[Data entries]
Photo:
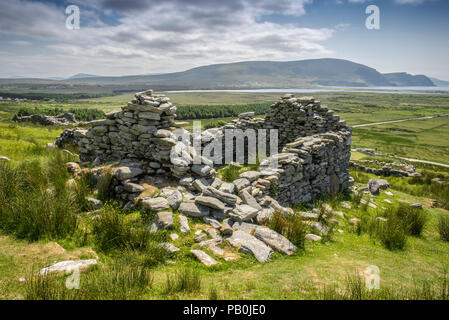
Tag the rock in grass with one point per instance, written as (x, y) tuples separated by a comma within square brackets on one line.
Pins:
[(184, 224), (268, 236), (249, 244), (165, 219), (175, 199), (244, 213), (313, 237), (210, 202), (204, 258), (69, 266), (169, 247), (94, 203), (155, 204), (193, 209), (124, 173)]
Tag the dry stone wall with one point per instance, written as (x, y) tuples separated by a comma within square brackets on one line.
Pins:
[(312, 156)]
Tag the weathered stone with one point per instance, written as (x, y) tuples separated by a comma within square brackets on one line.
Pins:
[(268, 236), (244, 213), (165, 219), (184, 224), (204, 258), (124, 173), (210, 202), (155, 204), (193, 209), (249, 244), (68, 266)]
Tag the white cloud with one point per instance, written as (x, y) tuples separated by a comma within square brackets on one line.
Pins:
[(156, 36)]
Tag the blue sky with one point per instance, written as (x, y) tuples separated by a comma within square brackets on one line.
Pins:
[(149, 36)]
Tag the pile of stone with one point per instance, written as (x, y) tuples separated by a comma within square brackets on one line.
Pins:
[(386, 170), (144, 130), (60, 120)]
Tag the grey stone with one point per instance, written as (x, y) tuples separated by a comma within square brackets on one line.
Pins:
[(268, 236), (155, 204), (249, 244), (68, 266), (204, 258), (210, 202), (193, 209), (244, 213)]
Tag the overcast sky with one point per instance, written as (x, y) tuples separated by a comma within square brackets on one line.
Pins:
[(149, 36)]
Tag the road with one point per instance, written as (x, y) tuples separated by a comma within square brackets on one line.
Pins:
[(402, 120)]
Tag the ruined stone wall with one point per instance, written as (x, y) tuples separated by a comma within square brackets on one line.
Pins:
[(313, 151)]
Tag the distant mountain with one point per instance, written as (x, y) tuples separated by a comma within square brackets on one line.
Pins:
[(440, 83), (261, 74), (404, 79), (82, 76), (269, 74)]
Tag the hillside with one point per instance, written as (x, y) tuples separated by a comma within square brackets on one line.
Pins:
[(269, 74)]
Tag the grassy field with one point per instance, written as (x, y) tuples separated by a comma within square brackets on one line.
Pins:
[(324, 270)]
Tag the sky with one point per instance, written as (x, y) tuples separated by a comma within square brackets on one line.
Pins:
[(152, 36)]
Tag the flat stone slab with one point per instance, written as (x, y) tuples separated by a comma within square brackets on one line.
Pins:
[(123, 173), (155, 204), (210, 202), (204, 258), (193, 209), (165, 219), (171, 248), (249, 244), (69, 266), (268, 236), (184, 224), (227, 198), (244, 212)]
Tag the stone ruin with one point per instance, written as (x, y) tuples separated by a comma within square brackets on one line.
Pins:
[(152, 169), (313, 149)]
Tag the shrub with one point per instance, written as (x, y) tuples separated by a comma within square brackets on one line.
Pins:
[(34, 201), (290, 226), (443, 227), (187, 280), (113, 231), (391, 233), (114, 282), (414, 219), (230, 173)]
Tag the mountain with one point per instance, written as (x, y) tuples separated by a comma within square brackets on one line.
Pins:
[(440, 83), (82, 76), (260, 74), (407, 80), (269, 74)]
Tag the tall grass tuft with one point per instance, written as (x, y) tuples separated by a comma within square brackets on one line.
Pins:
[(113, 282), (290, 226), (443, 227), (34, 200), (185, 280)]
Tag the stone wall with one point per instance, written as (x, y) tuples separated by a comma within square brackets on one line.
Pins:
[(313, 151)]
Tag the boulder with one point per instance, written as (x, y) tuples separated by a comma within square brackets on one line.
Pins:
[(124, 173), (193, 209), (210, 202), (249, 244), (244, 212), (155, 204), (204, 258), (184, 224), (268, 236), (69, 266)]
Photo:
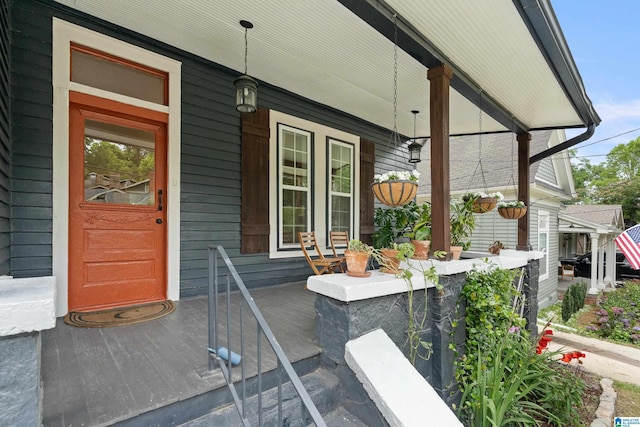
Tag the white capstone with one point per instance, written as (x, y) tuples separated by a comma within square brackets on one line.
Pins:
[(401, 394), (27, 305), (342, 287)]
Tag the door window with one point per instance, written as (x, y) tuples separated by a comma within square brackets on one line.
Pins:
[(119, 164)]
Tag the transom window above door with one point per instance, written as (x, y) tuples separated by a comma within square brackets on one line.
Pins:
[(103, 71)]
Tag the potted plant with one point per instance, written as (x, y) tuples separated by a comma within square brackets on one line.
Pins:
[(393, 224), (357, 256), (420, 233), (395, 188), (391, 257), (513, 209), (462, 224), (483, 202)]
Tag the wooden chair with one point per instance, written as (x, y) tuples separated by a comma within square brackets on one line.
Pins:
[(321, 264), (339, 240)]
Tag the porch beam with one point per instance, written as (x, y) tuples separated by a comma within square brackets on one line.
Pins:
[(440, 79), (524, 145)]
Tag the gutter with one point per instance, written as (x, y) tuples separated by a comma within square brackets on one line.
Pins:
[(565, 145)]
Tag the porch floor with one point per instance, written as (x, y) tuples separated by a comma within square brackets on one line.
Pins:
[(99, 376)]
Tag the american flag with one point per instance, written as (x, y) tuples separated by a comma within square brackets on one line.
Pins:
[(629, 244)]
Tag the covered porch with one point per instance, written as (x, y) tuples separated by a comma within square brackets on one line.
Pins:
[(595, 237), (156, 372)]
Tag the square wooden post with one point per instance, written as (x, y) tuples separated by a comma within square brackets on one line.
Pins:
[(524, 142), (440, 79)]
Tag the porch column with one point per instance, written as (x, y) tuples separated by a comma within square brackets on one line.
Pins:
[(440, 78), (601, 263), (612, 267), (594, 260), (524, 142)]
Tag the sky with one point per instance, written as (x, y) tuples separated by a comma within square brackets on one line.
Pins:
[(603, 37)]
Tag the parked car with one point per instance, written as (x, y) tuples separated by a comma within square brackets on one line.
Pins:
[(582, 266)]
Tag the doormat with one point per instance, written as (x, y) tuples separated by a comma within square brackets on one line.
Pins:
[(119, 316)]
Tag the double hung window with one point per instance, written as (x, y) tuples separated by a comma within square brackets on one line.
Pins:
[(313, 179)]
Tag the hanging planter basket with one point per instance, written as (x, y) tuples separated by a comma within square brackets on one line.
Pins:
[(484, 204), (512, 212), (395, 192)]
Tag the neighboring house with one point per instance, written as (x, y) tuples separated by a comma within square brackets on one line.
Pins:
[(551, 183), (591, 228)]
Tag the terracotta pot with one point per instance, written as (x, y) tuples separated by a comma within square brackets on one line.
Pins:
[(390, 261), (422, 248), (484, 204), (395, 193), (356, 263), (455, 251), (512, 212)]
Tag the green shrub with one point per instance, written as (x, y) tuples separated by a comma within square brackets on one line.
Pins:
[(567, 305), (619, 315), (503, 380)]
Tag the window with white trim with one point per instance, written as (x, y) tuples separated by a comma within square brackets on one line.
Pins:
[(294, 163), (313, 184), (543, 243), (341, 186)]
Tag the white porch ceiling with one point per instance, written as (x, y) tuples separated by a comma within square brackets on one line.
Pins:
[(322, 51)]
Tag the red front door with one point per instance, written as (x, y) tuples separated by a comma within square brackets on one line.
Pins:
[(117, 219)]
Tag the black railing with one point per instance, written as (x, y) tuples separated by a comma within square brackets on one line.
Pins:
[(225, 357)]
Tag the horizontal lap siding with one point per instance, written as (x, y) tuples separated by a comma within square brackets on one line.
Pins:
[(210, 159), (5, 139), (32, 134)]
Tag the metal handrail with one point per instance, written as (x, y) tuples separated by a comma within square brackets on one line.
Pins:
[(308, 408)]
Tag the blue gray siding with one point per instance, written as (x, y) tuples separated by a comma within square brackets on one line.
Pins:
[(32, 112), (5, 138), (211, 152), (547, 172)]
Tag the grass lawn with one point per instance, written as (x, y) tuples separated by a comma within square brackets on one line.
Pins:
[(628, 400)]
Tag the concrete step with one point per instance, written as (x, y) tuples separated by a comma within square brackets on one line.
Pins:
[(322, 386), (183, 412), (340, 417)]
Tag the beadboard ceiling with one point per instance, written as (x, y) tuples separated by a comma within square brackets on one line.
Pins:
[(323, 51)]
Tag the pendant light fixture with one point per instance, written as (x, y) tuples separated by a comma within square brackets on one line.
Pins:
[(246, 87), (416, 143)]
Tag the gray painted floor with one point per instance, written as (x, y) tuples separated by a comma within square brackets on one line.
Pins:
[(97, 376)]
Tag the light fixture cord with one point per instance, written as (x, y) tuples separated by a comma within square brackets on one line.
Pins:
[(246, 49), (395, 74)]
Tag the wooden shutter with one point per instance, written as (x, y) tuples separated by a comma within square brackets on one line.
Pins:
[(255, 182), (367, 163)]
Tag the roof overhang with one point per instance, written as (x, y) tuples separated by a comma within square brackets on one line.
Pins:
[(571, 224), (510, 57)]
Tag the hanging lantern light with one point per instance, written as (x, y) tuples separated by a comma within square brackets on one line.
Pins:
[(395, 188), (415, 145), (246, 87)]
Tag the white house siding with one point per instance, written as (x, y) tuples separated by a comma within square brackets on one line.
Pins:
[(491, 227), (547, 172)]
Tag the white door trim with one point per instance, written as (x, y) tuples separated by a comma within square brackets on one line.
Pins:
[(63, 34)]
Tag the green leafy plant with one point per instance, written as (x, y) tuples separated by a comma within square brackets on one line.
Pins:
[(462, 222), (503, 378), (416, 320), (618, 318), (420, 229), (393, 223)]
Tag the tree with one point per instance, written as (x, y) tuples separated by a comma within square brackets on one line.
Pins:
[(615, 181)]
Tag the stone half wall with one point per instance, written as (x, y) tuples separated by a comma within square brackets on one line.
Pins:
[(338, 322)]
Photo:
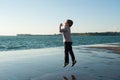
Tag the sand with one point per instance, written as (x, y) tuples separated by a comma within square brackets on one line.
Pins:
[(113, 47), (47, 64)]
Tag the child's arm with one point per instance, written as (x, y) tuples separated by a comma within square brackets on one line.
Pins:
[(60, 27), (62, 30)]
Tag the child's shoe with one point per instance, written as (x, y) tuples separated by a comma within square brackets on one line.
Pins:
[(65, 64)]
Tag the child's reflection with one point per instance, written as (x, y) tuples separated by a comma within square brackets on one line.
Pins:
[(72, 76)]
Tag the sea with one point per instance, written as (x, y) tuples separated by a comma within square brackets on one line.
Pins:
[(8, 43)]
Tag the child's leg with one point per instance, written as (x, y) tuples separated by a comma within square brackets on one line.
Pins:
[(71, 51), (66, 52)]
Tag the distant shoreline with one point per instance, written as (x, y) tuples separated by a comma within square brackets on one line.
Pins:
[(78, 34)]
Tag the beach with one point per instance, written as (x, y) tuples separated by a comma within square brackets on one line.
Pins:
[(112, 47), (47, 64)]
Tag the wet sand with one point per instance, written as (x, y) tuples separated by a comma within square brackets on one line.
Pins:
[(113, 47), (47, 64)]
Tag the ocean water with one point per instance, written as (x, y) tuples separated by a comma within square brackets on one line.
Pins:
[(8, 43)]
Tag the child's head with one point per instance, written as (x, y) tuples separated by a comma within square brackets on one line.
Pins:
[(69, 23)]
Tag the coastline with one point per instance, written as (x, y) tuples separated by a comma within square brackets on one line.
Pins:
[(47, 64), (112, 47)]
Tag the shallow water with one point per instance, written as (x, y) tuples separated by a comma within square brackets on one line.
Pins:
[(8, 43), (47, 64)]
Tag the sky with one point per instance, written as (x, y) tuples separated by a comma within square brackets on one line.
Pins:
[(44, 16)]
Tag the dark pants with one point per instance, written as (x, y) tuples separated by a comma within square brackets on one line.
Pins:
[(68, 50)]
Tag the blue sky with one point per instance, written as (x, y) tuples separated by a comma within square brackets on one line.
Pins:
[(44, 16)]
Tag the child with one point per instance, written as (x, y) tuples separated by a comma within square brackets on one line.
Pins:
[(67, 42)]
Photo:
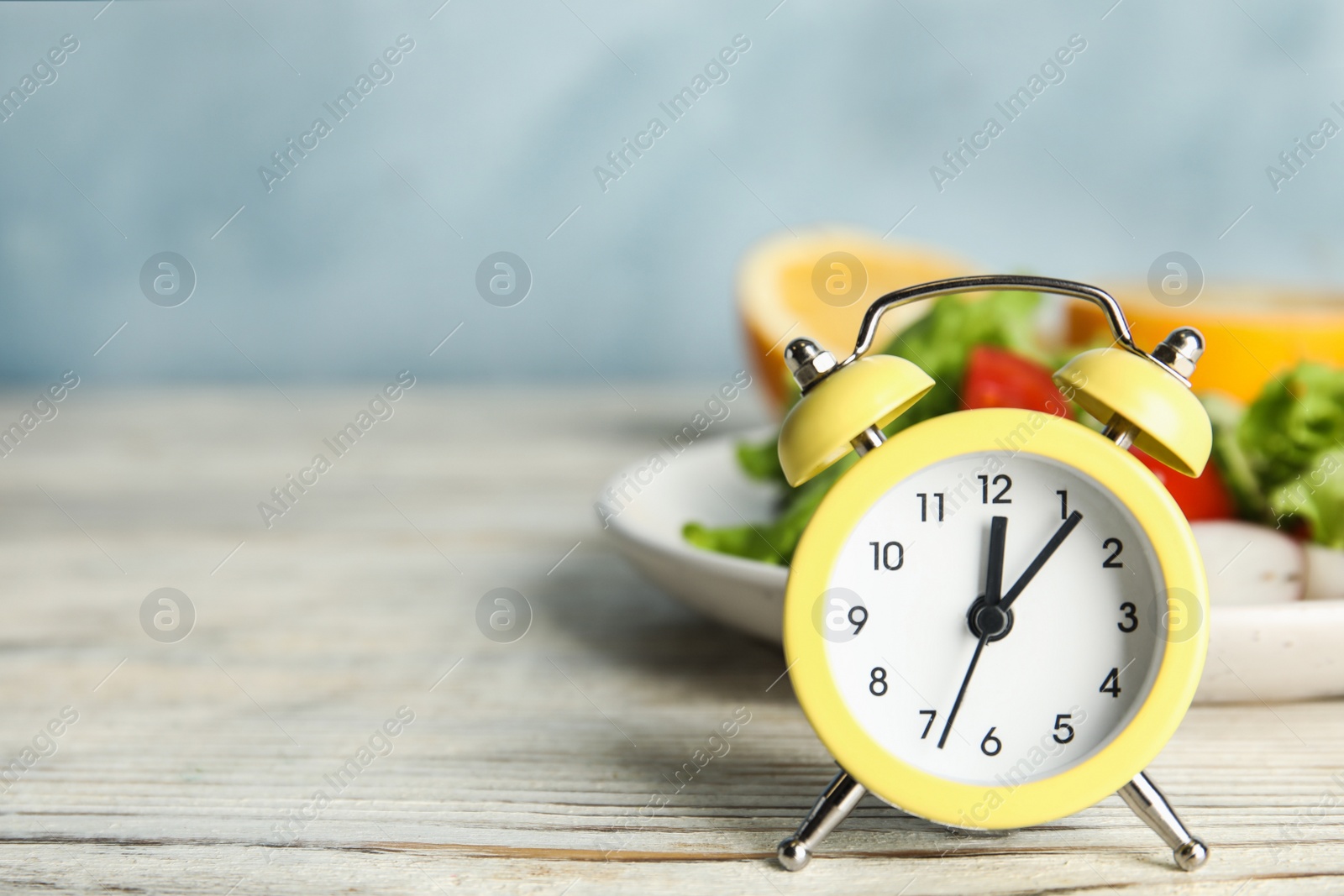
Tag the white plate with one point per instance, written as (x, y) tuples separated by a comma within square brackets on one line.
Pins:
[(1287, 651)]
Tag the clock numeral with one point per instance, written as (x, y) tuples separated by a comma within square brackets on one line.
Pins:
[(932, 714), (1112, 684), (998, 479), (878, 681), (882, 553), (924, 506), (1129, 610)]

### The problem
Write out the lines again, starting at the one containing "Tag the grassy" and ending at the one containing "[(119, 164)]", with the tag requests kept and every point coordinate in the pins scaled by 1.75 and rounded to a whole number (halves round up). Leave the pictures out.

### Reply to the exercise
Tag the grassy field with one point per instance, written as (x, y) tuples separated by a comma within square brackets on one line.
Pins:
[(567, 473)]
Tag the sky with one point per instance, written as (x, y) tuples separated by a comma within square brackets on one line.
Pins:
[(266, 63)]
Tag the flat stone slab with one point per instance, written as (x, y) tuples separated by a comma within square brackets on one line.
Pins:
[(215, 303), (271, 357), (368, 354), (357, 452), (338, 366), (289, 383), (299, 434), (436, 427), (121, 466), (469, 413), (322, 392), (397, 347), (427, 371)]
Tag the stone ruin with one point per instance, written as (x, y) tuples separated by a comma within square brackets on one line.
Pins:
[(266, 296), (548, 261)]
Tag the shrub with one point per instance, written as (x, y) tuples separated by a comma within square brackets on one line.
Pins:
[(60, 352), (508, 396), (775, 397), (327, 490), (198, 404), (684, 408), (200, 494), (725, 383), (403, 303)]
Tag the mountain with one point per instance, written as (x, y) tuples separated by a comma within square brackets on one line.
Pins:
[(770, 145), (144, 133), (455, 130), (712, 140), (471, 130)]
Tag the tall grass tuft with one point per instance, written as (x, y) tuples separated by a comma within square brackets on one line.
Pins:
[(198, 494), (508, 396), (775, 397), (60, 350), (324, 490)]
Tag the stone wall with one point per instance, written as (x, y) tuples separated by a comma within square brackets on one line.
Pins:
[(548, 264)]
Tag the boulder with one point per instance, written as (x, y) tuples separated by a comma within square brackets on one line.
Pins:
[(217, 303), (338, 366), (368, 354), (436, 427), (427, 371), (271, 357), (357, 452), (322, 392), (469, 413), (121, 466)]
Photo:
Tag the white capstone with one point per instance, written as (x, y) tuples separated by a comma within square brackets on one line.
Pins:
[(702, 690), (47, 534), (599, 502)]
Tag the door window with one point per instance, written as (x, y) tuples separated by a comma within square brackets on one line.
Pins:
[(208, 287)]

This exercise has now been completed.